Task objective>
Only the pictures are omitted; repeat all other data exactly.

[Image location labeling entries]
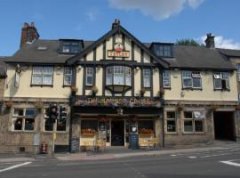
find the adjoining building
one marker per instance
(113, 88)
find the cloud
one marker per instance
(221, 42)
(158, 9)
(92, 14)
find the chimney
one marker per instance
(29, 34)
(116, 23)
(210, 43)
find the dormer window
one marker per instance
(71, 46)
(163, 49)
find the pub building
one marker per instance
(116, 91)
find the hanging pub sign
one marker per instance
(118, 50)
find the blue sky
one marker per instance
(148, 20)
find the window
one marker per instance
(146, 78)
(89, 76)
(67, 76)
(42, 75)
(49, 126)
(238, 72)
(193, 121)
(166, 79)
(171, 121)
(163, 50)
(191, 80)
(221, 81)
(118, 75)
(24, 119)
(71, 47)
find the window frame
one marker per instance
(191, 76)
(193, 119)
(166, 77)
(171, 119)
(23, 118)
(70, 75)
(54, 126)
(147, 77)
(223, 80)
(89, 74)
(42, 73)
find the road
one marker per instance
(205, 164)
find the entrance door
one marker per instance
(224, 125)
(117, 133)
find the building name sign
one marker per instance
(118, 102)
(114, 53)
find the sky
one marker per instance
(147, 20)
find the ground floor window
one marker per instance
(193, 121)
(24, 119)
(171, 121)
(89, 127)
(146, 128)
(61, 125)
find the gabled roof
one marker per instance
(115, 30)
(230, 52)
(199, 58)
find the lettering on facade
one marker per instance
(126, 102)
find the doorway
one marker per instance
(117, 133)
(224, 126)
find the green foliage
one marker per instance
(187, 42)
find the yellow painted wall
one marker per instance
(206, 94)
(25, 89)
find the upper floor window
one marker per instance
(146, 78)
(118, 75)
(67, 76)
(163, 50)
(238, 71)
(42, 75)
(24, 119)
(221, 81)
(71, 46)
(191, 80)
(166, 79)
(89, 76)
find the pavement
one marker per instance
(116, 153)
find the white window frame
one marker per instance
(118, 75)
(55, 125)
(171, 119)
(67, 78)
(23, 119)
(221, 81)
(146, 78)
(191, 76)
(196, 116)
(42, 75)
(166, 79)
(89, 76)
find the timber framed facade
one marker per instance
(114, 87)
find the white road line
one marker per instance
(15, 166)
(231, 163)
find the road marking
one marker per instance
(192, 157)
(230, 162)
(15, 166)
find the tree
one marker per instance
(187, 42)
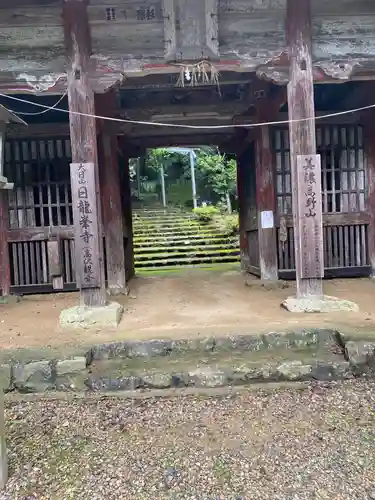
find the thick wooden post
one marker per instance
(111, 200)
(4, 225)
(4, 250)
(305, 165)
(244, 246)
(85, 175)
(369, 136)
(265, 195)
(128, 219)
(3, 449)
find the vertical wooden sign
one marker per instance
(86, 228)
(310, 216)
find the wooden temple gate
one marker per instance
(40, 214)
(202, 62)
(344, 201)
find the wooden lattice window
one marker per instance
(41, 175)
(343, 169)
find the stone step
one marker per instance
(307, 355)
(157, 262)
(187, 253)
(177, 231)
(180, 238)
(189, 248)
(140, 227)
(222, 266)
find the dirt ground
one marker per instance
(195, 302)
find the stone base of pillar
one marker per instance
(325, 304)
(254, 282)
(116, 291)
(92, 317)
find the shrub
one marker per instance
(205, 214)
(228, 224)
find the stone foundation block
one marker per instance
(33, 377)
(92, 317)
(315, 305)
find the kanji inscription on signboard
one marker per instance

Task output>
find the adjoining building
one marker per instance
(113, 88)
find the cloud
one marker per instance
(221, 42)
(158, 9)
(92, 14)
find the chimney
one marker per instance
(29, 34)
(116, 23)
(210, 43)
find the dormer window
one marker per instance
(71, 46)
(163, 49)
find the pub building
one marker per instance
(116, 91)
find the hanging pub sign
one marker per instance
(118, 50)
find the blue sky
one marker per instance
(148, 20)
find the window
one marker per instance
(146, 78)
(89, 76)
(67, 76)
(42, 75)
(49, 126)
(238, 72)
(193, 121)
(166, 79)
(171, 121)
(163, 50)
(191, 80)
(221, 81)
(118, 75)
(24, 119)
(71, 47)
find the window frame
one marker per instance
(191, 76)
(193, 119)
(166, 77)
(171, 119)
(23, 118)
(70, 75)
(54, 126)
(147, 77)
(223, 80)
(89, 74)
(42, 73)
find the road
one marker per instance
(205, 164)
find the entrance door
one marker per instance
(224, 125)
(117, 133)
find the building name sign
one marker per instance
(118, 102)
(114, 53)
find the sky
one marker per instance
(147, 20)
find the ground floor window
one marker per instance
(193, 121)
(24, 119)
(171, 121)
(89, 127)
(146, 128)
(61, 125)
find the gabled roof
one marker per instance
(115, 30)
(230, 52)
(199, 58)
find the lettering on facade
one marker per instance
(126, 102)
find the doorway
one marker per instance
(117, 133)
(224, 126)
find the green foliage
one marker per instance
(187, 42)
find the yellow painted wall
one marker per instance
(206, 94)
(25, 89)
find the upper floor window
one marker per instance
(146, 78)
(118, 75)
(67, 76)
(163, 50)
(238, 71)
(42, 75)
(24, 119)
(221, 81)
(71, 46)
(191, 80)
(166, 79)
(89, 76)
find the pavement
one marker per instance
(116, 153)
find the white window frame
one marker per instance
(118, 75)
(55, 125)
(171, 119)
(67, 78)
(23, 119)
(221, 81)
(146, 78)
(191, 76)
(196, 116)
(42, 75)
(166, 79)
(89, 76)
find the timber framed facade
one marker per instance
(114, 87)
find the white road line
one marker per instance
(15, 166)
(231, 163)
find the road marking
one marker per instance
(192, 157)
(230, 162)
(15, 166)
find the tree
one marker per instance
(187, 42)
find the thick wooden post
one marker per instance
(111, 200)
(4, 225)
(4, 250)
(305, 165)
(244, 246)
(85, 175)
(369, 136)
(265, 195)
(128, 219)
(3, 449)
find the vertical wooden sign
one marker per instance
(86, 228)
(310, 216)
find the wooden temple gate
one marker per instance
(40, 214)
(202, 62)
(344, 201)
find the wooden lattice window
one marker per instance
(41, 175)
(343, 169)
find the stone step
one marker per instance
(307, 355)
(157, 262)
(187, 253)
(177, 231)
(180, 238)
(189, 248)
(140, 227)
(222, 266)
find the dirt ground
one marker per instance
(195, 302)
find the stone base of pillar
one marker per instance
(325, 304)
(254, 282)
(116, 291)
(92, 317)
find the shrub
one marker per instance
(205, 214)
(228, 224)
find the stone foundation block
one marker per instance
(33, 377)
(92, 317)
(315, 305)
find the kanji inscription on signboard
one marker per instance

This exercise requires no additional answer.